**Set task**
Locate each line of the data below that contains the string "ymax", matching case exactly, and copy those lines.

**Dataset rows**
<<<<

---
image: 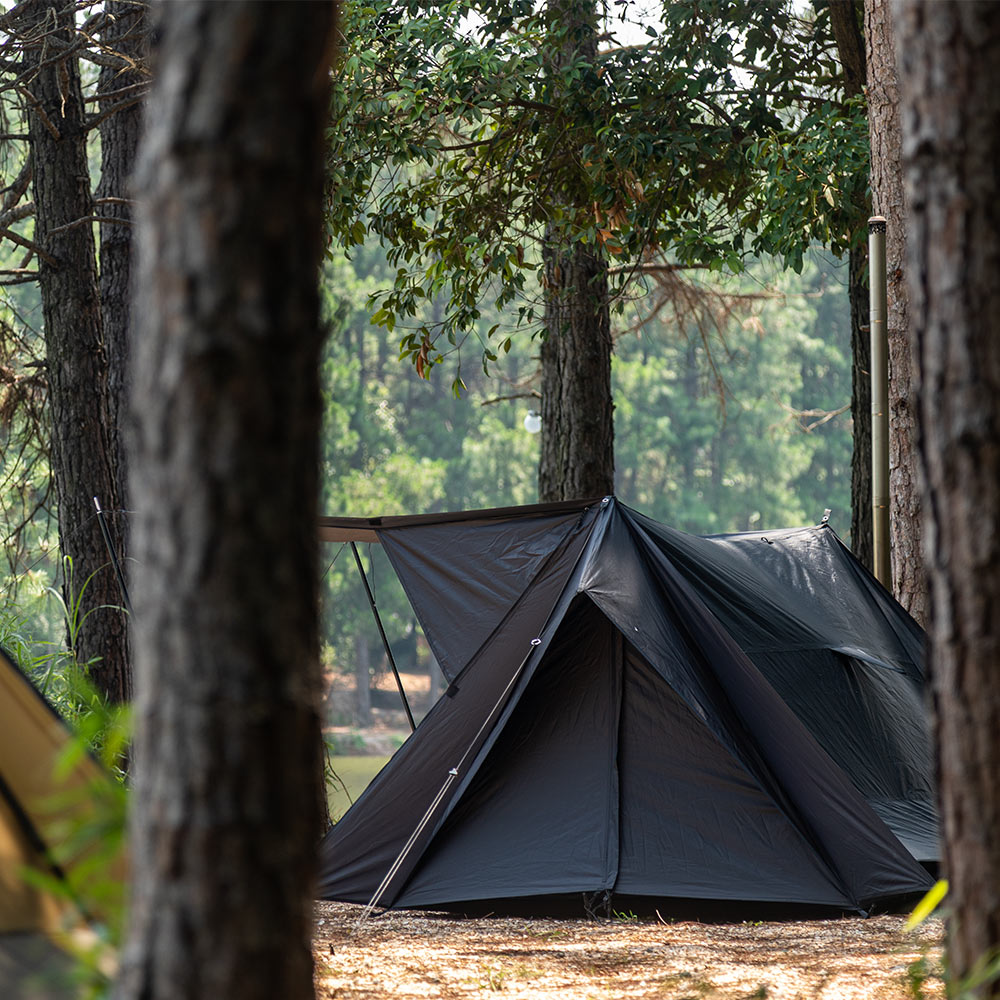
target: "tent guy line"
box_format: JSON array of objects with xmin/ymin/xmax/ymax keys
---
[
  {"xmin": 354, "ymin": 638, "xmax": 542, "ymax": 931},
  {"xmin": 319, "ymin": 498, "xmax": 938, "ymax": 912}
]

>>>>

**Response to the task**
box_format: JSON array of objects with xmin/ymin/xmax/ymax keys
  {"xmin": 354, "ymin": 638, "xmax": 542, "ymax": 931},
  {"xmin": 319, "ymin": 498, "xmax": 938, "ymax": 912}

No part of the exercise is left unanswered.